• [OPDRACHTEN]:
A) Citeer uit het arrest het stuk dat begint bij "Het onderzoek ter" en eindigt bij "terechtzitting te verdedigen.".
B) Leg in één tot drie zinnen uit op grond van welk onderzoek het arrest volgens de tekst is gewezen.

• [TEKST]:

###

Parketnummer: 24-000104-08
Parketnummer eerste aanleg: 07-490502-07
Arrest van 1 maart 2010 van het gerechtshof te Arnhem, nevenzittingsplaats Leeuwarden, meervoudige strafkamer, op het hoger beroep tegen het vonnis van de politierechter in de rechtbank Zwolle-Lelystad van 26 oktober 2007 in de strafzaak tegen:
[verdachte],
geboren op [1984] te [geboorteplaats],
postadres te [postadres],
niet ter terechtzitting verschenen. Wel verschenen is de raadsvrouw van verdachte
mr. B.M.J.C. van Lee, advocaat te Leeuwarden.
Het vonnis waarvan beroep
De politierechter in de rechtbank Zwolle-Lelystad heeft de verdachte bij het vonnis wegens een misdrijf veroordeeld tot een straf en een bijkomende straf, zoals in dat vonnis omschreven.
Gebruik van het rechtsmiddel
De verdachte is op de voorgeschreven wijze en tijdig in hoger beroep gekomen.
Het onderzoek ter terechtzitting in hoger beroep
De raadsvrouw van verdachte heeft verklaard uitdrukkelijk te zijn gemachtigd verdachte ter terechtzitting te verdedigen.
Dit arrest is gewezen naar aanleiding van het onderzoek op de terechtzittingen in hoger beroep d.d. 5 december 2008 en 15 februari 2010, alsmede het onderzoek op de terechtzitting in eerste aanleg.

###

• [AANGELEVERDE GEGEVENS]:
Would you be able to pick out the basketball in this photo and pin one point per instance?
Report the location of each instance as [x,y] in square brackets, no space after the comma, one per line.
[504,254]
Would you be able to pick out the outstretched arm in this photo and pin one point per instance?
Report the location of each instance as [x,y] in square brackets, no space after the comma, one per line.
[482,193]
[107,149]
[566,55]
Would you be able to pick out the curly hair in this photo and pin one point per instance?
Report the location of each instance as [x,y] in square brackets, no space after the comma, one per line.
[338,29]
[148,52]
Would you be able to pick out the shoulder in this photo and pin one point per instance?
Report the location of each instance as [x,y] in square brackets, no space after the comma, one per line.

###

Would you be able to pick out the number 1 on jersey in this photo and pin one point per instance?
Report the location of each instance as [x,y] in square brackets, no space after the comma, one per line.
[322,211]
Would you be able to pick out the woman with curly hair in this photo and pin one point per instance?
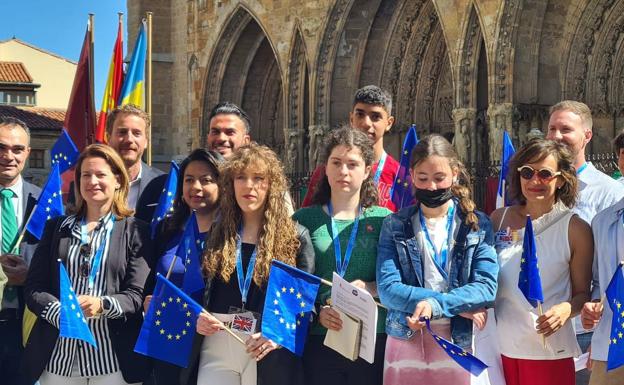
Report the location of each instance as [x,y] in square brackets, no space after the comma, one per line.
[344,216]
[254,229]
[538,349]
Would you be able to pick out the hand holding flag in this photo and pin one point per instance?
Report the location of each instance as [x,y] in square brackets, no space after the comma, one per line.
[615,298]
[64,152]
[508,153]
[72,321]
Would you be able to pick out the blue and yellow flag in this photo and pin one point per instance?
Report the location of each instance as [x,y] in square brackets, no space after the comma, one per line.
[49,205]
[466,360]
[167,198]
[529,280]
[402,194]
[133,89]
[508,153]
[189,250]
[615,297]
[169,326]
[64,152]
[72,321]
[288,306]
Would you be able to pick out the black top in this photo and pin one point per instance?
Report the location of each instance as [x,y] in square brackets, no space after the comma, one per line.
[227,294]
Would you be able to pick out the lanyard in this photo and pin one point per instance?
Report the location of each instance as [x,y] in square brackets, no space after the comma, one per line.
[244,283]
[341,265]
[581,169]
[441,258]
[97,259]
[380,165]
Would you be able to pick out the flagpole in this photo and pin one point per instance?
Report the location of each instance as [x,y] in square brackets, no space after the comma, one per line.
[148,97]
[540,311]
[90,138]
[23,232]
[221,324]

###

• [ANTWOORDEN PER OPDRACHT]:
A)
Het onderzoek ter terechtzitting in hoger beroep
De raadsvrouw van verdachte heeft verklaard uitdrukkelijk te zijn gemachtigd verdachte ter terechtzitting te verdedigen.

B) Het arrest is gewezen naar aanleiding van het onderzoek op de terechtzittingen in hoger beroep van 5 december 2008 en 15 februari 2010. Daarnaast is het gebaseerd op het onderzoek op de terechtzitting in eerste aanleg.